Diego Salmerón and Juan Antonio Cano from Murcia, Spain (check the movie linked to the above photograph!), kindly included me in their recent integral prior paper, even though I mainly provided (constructive) criticism. The paper has just been arXived.
A few years ago (2008 to be precise), we wrote together an integral prior paper, published in TEST, where we exploited the implicit equation defining those priors (Pérez and Berger, 2002), to construct a Markov chain providing simulations from both integral priors. This time, we consider the case of a binomial regression model and the problem of variable selection. The integral equations are similarly defined and a Markov chain can again be used to simulate from the integral priors. However, the difficulty therein follows from the regression structure, which makes selecting training datasets more elaborate, and whose posterior is not standard. Most fortunately, because the training dataset is exactly the right dimension, a re-parameterisation allows for a simulation of Bernoulli probabilities, provided a Jeffreys prior is used on those. (This obviously makes the “prior” dependent on the selected training dataset, but it should not overly impact the resulting inference.)

:: Information shown ::
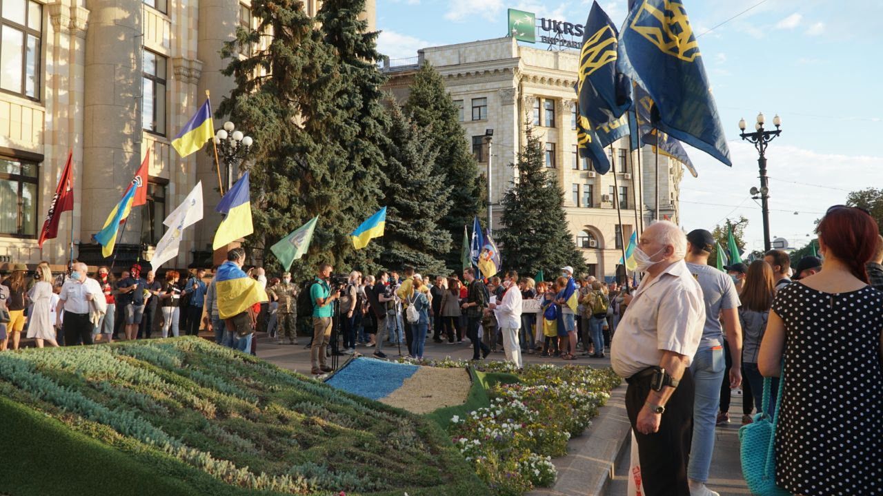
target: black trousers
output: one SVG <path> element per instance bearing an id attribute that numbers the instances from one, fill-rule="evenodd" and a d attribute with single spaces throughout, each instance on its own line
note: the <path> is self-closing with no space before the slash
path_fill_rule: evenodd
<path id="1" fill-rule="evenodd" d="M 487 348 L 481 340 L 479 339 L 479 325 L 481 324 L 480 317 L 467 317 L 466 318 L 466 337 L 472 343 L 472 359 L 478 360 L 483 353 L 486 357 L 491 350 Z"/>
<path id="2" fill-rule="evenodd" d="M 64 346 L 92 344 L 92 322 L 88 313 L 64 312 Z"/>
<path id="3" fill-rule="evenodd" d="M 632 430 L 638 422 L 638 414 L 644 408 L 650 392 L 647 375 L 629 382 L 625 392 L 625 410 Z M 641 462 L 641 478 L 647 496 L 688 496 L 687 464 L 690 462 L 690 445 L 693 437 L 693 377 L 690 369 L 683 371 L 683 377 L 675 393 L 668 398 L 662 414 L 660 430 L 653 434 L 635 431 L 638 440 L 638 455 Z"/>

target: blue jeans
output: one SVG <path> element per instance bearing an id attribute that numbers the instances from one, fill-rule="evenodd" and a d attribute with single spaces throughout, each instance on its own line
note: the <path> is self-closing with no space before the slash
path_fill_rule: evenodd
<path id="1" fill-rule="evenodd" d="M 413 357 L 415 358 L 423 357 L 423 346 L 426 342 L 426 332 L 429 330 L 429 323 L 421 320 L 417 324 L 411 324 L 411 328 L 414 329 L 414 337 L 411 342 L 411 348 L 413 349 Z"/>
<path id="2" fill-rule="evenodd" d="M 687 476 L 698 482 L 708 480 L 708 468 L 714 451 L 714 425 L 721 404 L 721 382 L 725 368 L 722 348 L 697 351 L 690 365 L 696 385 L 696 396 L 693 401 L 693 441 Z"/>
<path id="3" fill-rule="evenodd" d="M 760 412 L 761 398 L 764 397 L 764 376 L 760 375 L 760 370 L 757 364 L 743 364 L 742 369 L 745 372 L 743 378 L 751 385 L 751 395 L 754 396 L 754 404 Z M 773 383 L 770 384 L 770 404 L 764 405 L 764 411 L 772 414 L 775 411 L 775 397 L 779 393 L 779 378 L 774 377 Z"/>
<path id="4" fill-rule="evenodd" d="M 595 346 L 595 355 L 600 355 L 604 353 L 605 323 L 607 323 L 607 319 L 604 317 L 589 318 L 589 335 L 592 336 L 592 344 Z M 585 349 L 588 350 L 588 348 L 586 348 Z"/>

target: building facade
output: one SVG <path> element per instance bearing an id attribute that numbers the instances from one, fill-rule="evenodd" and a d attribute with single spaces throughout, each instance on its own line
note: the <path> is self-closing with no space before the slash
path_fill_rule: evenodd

:: Activity ::
In the passage on integral priors, which journal published the 2008 paper?

:: Task output ::
TEST